**Excerpted text**
Start of Block
John L William’s book Faithless, on the other hand, is not especially entertaining but is still a stimulating read. There is something old fashioned about it. Set in the england of the transi-Tory Eighties, the novel lacks the psychedelic tinge of Blincoe. It is almost documentary. Set in the same London streets, less than half a mile across the Charing Cross Road, Faithless has the same Ordnance Survey attention to place but treats it in a very different manner. Soho is territory under threat, it needs to be protected from the gangsters with money and mobiles as much as with muscle. “A new wave wave coming in and what we thought was our world was washing away. We didn’t know it yet but we were all Thatcher’s children.” There is something effectively creepy about the spread of the Yuppie here, like a slow disease. The occupation of these streets becomes an intrinsically political activity and, because of this, Faithless is a valuable witness-documentation of how our lives changed forever. I found it very authentic.
The plot is a not-very thrilling thriller, development is tenuous and has none of the tight-arsed machinations of Jello Salad. Things happen, people are murdered, a red-herring blackmail is attempted. The novel is appropriately anti-climatic. Jeff would be in a band but is in a record shop. His former colleague is making it big with pretentious pop. Jeff is the forgotten and bitter twin to Ross’s upward mobility. Ross seems to have been modelled on Scritti Politti’s Green Gartside, punk turned post-modernist, wrapping pop up into a tangled political alibi. The novel is called Faithless, the name of an early Scritti single. And with the Welsh connection, perhaps there’s some biography going on in here?
End of Block
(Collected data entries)
Start of Block
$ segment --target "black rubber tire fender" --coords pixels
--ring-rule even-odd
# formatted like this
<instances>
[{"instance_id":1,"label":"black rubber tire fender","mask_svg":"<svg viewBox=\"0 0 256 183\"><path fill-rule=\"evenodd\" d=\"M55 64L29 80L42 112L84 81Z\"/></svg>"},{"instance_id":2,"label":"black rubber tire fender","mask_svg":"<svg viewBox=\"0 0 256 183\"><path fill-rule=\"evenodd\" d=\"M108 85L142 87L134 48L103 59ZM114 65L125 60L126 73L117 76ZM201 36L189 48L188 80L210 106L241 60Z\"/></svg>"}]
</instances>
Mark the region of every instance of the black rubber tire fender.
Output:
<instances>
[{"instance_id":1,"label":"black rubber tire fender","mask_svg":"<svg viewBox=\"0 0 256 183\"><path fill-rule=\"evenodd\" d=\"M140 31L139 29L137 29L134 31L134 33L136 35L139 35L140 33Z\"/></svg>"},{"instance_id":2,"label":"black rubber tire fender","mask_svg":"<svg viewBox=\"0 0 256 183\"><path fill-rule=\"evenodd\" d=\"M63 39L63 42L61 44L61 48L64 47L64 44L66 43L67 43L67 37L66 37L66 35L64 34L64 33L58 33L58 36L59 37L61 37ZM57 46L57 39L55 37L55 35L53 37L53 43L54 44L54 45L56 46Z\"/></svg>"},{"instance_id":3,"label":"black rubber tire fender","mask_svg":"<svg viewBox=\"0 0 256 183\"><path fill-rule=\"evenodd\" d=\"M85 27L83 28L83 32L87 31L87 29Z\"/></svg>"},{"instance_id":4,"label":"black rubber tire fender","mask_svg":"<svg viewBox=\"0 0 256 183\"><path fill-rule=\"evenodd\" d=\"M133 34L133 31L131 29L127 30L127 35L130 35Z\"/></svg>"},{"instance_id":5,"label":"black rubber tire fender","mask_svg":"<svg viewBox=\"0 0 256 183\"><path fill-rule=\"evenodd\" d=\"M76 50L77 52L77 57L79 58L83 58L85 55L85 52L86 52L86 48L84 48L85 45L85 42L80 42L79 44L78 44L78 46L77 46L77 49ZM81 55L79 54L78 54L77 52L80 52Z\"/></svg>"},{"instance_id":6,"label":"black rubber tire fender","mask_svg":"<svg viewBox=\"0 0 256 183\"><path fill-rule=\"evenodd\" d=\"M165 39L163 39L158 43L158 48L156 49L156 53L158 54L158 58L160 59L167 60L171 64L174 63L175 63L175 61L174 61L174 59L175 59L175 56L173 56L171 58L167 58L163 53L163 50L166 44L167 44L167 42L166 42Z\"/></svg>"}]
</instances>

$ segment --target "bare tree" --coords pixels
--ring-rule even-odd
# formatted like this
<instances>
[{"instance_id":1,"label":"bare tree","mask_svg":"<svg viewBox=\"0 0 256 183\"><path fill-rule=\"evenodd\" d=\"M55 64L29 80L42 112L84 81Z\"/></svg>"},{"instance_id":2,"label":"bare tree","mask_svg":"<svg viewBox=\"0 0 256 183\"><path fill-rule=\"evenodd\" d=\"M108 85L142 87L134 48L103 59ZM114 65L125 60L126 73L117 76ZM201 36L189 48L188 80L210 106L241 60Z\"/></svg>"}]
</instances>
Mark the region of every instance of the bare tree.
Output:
End of Block
**Problem**
From the review of Faithless, write out word for word the passage that begins with the words "The plot is" and ends with "on in here?".

**Answer**
The plot is a not-very thrilling thriller, development is tenuous and has none of the tight-arsed machinations of Jello Salad. Things happen, people are murdered, a red-herring blackmail is attempted. The novel is appropriately anti-climatic. Jeff would be in a band but is in a record shop. His former colleague is making it big with pretentious pop. Jeff is the forgotten and bitter twin to Ross’s upward mobility. Ross seems to have been modelled on Scritti Politti’s Green Gartside, punk turned post-modernist, wrapping pop up into a tangled political alibi. The novel is called Faithless, the name of an early Scritti single. And with the Welsh connection, perhaps there’s some biography going on in here?